__SET EXERCISE__.
Copy the material below, substituting "salmon fillet" for "smoked salmon slice" wherever it occurs and leaving everything else unchanged.

+===+

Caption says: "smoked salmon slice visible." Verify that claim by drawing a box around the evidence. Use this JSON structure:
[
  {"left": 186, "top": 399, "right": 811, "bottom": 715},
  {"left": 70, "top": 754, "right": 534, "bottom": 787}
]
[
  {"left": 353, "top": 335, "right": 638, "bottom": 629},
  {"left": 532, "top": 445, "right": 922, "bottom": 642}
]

+===+

__FINAL RESULT__.
Caption says: "salmon fillet visible." Verify that claim by drawing a box around the evidence. Use this JSON structure:
[
  {"left": 186, "top": 399, "right": 811, "bottom": 715},
  {"left": 70, "top": 754, "right": 534, "bottom": 787}
]
[
  {"left": 353, "top": 335, "right": 638, "bottom": 629},
  {"left": 532, "top": 445, "right": 922, "bottom": 642}
]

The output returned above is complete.